**Directions**:
Images should not appear in the copy, yet every line of the listing below must be printed exactly.

**Source records**:
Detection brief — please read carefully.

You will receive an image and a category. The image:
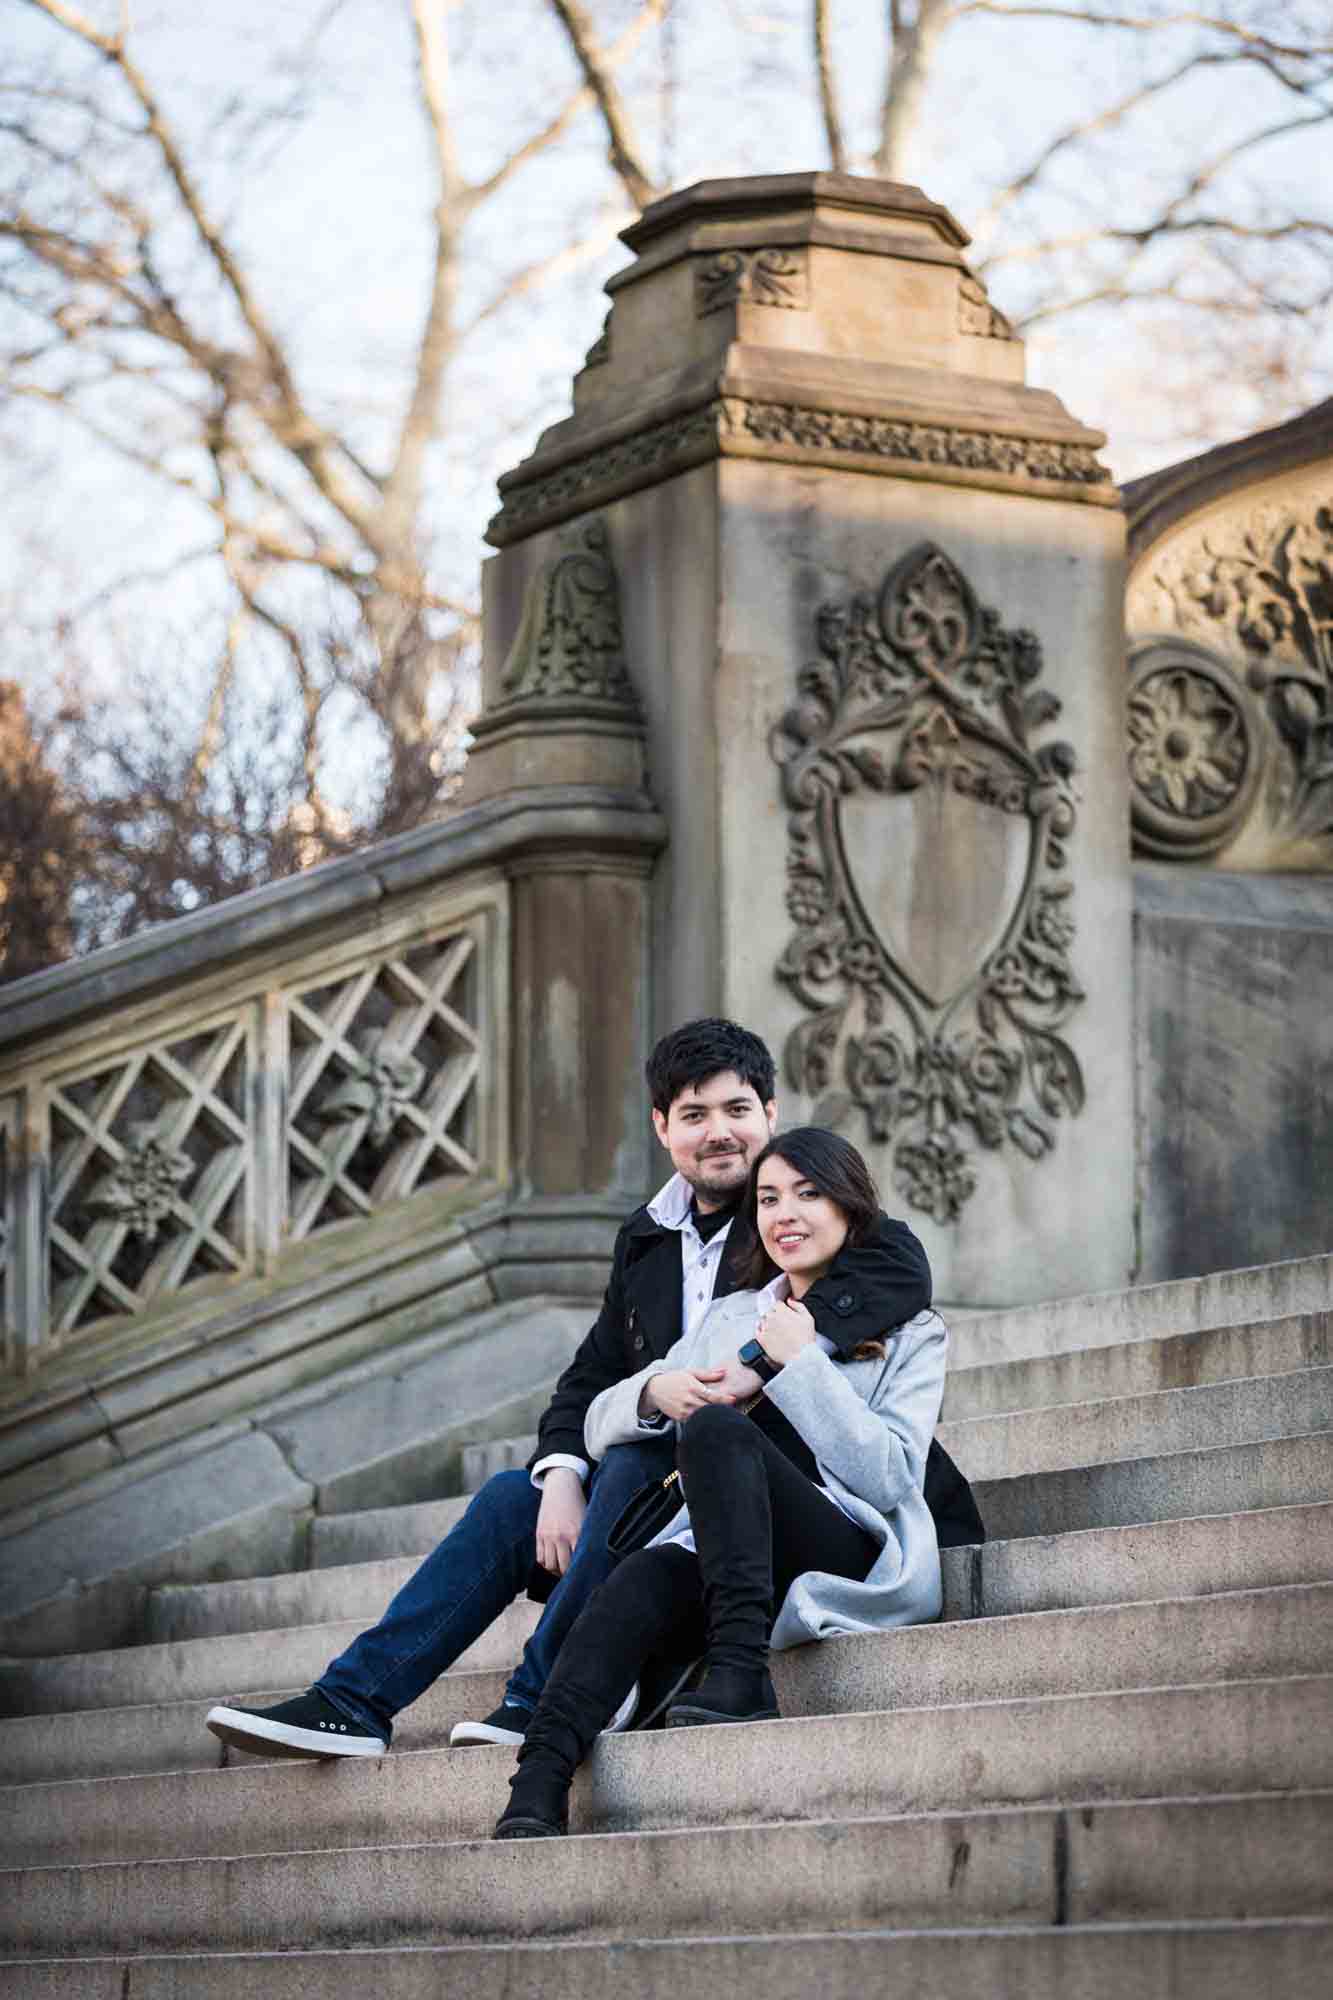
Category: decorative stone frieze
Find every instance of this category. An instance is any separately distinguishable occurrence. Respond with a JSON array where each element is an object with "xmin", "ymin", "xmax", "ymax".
[
  {"xmin": 1128, "ymin": 495, "xmax": 1333, "ymax": 859},
  {"xmin": 694, "ymin": 246, "xmax": 810, "ymax": 316},
  {"xmin": 772, "ymin": 542, "xmax": 1084, "ymax": 1225},
  {"xmin": 957, "ymin": 271, "xmax": 1015, "ymax": 340},
  {"xmin": 492, "ymin": 396, "xmax": 1112, "ymax": 542},
  {"xmin": 495, "ymin": 516, "xmax": 639, "ymax": 716}
]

**Task solution**:
Detection brief — please read carefully.

You will receive an image and a category. The image:
Category: decorative stone frieze
Find every instance of this category. An instance is any separately distinguishable occurrence. Respond with a JSON array where each element is an object with "xmin", "ymin", "xmax", "ymax".
[
  {"xmin": 1128, "ymin": 495, "xmax": 1333, "ymax": 859},
  {"xmin": 694, "ymin": 246, "xmax": 810, "ymax": 316},
  {"xmin": 772, "ymin": 542, "xmax": 1084, "ymax": 1225},
  {"xmin": 957, "ymin": 271, "xmax": 1015, "ymax": 340},
  {"xmin": 492, "ymin": 396, "xmax": 1112, "ymax": 542},
  {"xmin": 495, "ymin": 516, "xmax": 639, "ymax": 716}
]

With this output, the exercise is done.